=== ARTICLE ===

# Looking for White GSD



## zant (Dec 1, 2005)

We are looking for a White GSD-male or female-NOT interested in papers,royal bloodline,etc.Just a WGSD that will have a great home and love.Thanks


----------



## hercsmama (Jan 15, 2004)

Where are you located? 
I know someone who recently had a litter.


----------



## Veronica (Oct 31, 2008)

Look for a German Shep Rescue group. We have adopted 3 over time from our local GSD rescue.


----------



## zant (Dec 1, 2005)

I,m in S.Al......and looking for a rescue group in state...


----------



## sandsuncritters (Nov 18, 2011)

Try
White Shepherd Rescue Groups < Alabama >

If you've never been owned by one before, please read and heed the health risks and possible high-dollar maintenance involved with the whites. 

In His Love
Mich


----------



## BarbadosSheep (Jun 27, 2011)

sandsuncritters said:


> Try
> White Shepherd Rescue Groups < Alabama >
> 
> If you've never been owned by one before, please read and heed the health risks and possible high-dollar maintenance involved with the whites.
> ...


I cannot agree more. German shepherd dogs are riddled with health issues. And the whites are even worse because proper have bred them for color only, without regard to temperament, health or conformation. For this reason, it is terribly important to spend the extra money and get a pup from someone who health tests their breeding stock. White is an acceptable color in the UKC so start looking for people who participate in dog sports with white German shepherd dogs in the UKC. Yes, you will pay more up front. But over the life of the dog you will save money in vet costs.


----------



## zant (Dec 1, 2005)

My WGSD had a yellowish band up his back which made him "unacceptable"......that's what I'm looking for.I agree with the health testing...worth every penny.


----------

===

STATED TASK A: In the thread about white German shepherds, which registry accepts white as a color?
STATED TASK B: Render this sentence from the thread about white German shepherds in Spanish: "But over the life of the dog you will save money in vet costs."
STATED TASK C: From the thread about white German shepherds, reproduce word for word the passage from "I cannot agree" to "in vet costs.".
The data that comes next is separate from the thread about white German shepherds.

=== RECORDED INFORMATION ===

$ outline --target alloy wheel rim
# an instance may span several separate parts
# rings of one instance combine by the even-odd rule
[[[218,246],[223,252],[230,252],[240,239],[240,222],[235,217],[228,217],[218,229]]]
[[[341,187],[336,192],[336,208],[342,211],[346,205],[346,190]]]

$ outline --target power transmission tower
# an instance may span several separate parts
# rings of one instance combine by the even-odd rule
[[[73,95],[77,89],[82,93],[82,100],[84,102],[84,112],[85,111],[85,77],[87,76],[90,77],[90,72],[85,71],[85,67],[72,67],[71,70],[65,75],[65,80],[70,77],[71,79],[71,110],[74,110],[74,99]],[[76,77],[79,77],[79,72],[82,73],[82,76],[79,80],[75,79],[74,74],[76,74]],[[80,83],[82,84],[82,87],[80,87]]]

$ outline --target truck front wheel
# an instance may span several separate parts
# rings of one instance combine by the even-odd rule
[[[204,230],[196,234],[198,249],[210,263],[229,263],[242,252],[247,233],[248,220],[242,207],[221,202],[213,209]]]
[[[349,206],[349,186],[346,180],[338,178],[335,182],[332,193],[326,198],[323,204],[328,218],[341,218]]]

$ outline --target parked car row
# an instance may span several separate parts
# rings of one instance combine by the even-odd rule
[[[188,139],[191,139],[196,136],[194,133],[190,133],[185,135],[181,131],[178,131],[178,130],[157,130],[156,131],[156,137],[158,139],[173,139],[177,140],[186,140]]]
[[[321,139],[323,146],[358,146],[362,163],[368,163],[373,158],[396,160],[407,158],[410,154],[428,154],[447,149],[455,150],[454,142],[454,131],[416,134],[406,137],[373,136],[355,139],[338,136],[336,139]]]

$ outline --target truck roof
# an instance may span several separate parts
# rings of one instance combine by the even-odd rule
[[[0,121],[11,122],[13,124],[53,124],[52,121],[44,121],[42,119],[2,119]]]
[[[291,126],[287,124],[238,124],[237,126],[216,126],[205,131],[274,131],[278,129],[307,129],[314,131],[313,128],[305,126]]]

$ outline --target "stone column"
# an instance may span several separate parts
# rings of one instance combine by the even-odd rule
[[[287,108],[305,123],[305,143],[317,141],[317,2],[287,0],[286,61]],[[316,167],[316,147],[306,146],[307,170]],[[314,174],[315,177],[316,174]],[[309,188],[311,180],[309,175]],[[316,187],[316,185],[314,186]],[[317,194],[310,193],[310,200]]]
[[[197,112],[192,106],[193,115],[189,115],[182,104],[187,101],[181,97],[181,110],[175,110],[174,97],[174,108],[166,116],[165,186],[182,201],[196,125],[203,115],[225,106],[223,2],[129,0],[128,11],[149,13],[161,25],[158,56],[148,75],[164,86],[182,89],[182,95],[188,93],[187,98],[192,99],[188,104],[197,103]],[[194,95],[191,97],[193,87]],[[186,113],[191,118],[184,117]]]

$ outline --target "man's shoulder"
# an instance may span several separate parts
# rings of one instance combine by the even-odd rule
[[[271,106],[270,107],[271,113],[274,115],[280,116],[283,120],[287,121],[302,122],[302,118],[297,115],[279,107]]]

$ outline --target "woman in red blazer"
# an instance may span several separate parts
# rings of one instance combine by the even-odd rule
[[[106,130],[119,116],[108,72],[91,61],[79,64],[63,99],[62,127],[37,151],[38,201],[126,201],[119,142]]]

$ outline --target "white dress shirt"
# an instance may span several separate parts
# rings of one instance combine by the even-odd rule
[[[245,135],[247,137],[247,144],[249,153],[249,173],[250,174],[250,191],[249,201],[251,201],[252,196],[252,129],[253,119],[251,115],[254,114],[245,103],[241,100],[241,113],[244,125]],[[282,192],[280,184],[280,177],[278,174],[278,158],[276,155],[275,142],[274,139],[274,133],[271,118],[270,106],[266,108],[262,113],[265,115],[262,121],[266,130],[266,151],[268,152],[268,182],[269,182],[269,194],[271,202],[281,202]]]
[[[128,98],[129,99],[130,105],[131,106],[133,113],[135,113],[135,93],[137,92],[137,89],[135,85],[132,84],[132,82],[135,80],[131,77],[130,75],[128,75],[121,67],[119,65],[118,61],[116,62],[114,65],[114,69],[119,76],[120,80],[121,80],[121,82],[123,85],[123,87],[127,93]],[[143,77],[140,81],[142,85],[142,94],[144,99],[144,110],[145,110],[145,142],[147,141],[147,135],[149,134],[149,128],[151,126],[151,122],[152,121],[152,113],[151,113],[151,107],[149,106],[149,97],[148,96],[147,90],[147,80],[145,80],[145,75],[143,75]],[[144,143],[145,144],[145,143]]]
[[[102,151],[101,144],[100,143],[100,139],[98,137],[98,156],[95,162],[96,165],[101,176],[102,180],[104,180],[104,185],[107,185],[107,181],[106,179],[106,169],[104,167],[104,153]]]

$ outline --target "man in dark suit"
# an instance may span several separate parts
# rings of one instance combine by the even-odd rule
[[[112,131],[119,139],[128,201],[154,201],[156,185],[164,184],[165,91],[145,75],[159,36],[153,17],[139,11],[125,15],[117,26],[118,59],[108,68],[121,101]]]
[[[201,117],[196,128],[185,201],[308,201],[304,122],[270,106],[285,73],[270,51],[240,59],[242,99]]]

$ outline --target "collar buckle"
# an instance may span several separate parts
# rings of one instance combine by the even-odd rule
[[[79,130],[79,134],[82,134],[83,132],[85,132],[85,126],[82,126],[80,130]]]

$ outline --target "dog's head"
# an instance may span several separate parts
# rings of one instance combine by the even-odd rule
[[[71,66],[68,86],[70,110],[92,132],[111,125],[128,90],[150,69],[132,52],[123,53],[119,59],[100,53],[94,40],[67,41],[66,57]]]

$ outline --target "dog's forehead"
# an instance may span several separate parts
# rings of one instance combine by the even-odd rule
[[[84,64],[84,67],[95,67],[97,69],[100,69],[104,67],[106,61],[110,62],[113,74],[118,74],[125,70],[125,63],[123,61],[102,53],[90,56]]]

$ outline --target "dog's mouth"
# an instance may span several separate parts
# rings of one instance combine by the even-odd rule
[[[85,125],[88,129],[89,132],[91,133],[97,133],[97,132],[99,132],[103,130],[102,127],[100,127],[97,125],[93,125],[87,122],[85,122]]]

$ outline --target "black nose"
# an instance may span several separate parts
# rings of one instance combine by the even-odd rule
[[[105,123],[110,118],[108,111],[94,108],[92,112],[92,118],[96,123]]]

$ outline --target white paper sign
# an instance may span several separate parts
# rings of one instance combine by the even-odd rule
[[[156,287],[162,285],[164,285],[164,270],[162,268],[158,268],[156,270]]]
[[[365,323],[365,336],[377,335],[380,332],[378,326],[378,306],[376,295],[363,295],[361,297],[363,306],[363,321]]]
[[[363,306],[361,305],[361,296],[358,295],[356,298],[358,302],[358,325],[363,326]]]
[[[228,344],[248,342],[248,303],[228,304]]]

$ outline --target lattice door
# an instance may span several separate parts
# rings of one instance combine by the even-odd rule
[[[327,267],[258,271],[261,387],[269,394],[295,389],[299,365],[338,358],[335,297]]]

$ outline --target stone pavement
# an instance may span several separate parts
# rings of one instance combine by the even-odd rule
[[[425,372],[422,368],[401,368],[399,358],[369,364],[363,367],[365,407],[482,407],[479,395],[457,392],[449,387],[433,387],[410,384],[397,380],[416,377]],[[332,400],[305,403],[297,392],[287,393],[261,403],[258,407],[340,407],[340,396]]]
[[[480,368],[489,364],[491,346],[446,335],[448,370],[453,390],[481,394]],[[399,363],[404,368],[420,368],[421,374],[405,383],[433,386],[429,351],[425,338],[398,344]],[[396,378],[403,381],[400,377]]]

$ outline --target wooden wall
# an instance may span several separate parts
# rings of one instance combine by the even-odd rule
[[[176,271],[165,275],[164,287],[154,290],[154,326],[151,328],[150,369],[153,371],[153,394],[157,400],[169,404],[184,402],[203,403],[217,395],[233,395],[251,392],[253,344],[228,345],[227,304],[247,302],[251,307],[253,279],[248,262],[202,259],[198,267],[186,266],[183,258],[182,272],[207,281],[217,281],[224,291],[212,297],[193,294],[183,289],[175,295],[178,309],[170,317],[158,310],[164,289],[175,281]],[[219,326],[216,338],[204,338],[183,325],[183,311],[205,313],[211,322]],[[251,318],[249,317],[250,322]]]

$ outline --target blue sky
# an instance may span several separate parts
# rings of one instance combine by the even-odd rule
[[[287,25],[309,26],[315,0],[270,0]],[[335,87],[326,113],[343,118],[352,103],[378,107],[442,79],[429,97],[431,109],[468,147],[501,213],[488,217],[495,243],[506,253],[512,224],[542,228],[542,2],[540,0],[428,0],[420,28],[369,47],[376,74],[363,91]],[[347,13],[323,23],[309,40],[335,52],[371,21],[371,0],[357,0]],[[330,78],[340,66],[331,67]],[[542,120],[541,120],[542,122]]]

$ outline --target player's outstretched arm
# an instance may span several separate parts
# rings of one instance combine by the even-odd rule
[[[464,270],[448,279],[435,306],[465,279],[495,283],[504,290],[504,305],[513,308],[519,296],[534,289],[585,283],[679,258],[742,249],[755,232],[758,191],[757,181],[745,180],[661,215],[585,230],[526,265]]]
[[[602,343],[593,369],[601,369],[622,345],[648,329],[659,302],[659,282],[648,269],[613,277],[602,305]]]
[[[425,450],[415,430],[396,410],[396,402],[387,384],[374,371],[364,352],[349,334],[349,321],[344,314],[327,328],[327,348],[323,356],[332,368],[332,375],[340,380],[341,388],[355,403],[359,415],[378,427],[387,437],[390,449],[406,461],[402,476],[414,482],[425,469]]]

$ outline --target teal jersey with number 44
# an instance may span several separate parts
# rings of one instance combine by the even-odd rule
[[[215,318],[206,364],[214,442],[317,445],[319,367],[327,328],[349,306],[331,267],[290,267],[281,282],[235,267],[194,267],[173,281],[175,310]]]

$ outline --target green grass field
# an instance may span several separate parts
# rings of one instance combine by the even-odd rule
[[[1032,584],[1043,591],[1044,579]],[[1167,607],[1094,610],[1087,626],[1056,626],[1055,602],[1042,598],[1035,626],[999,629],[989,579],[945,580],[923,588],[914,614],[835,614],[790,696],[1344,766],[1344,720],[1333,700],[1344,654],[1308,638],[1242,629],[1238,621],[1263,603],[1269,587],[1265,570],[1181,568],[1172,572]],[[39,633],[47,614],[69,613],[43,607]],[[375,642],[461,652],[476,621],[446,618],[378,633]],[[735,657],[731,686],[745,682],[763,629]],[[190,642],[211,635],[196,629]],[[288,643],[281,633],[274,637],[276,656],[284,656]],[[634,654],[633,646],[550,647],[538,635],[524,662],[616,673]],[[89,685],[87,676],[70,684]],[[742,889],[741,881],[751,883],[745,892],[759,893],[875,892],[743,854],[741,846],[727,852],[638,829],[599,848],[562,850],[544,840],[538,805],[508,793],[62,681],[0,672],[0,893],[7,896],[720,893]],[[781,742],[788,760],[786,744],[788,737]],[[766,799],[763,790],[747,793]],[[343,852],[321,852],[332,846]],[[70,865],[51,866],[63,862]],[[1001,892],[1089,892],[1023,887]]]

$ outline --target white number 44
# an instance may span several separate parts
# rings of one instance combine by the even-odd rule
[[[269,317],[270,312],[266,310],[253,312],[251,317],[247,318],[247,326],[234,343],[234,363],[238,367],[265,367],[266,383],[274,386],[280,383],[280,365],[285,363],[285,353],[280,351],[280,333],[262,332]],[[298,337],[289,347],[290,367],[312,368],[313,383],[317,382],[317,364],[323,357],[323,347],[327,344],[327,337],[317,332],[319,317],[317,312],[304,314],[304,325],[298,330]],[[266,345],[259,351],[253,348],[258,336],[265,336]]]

===

TASK OUTPUT A: The UKC.

TASK OUTPUT B: Pero a lo largo de la vida del perro ahorrarás dinero en gastos veterinarios.

TASK OUTPUT C:
I cannot agree more. German shepherd dogs are riddled with health issues. And the whites are even worse because proper have bred them for color only, without regard to temperament, health or conformation. For this reason, it is terribly important to spend the extra money and get a pup from someone who health tests their breeding stock. White is an acceptable color in the UKC so start looking for people who participate in dog sports with white German shepherd dogs in the UKC. Yes, you will pay more up front. But over the life of the dog you will save money in vet costs.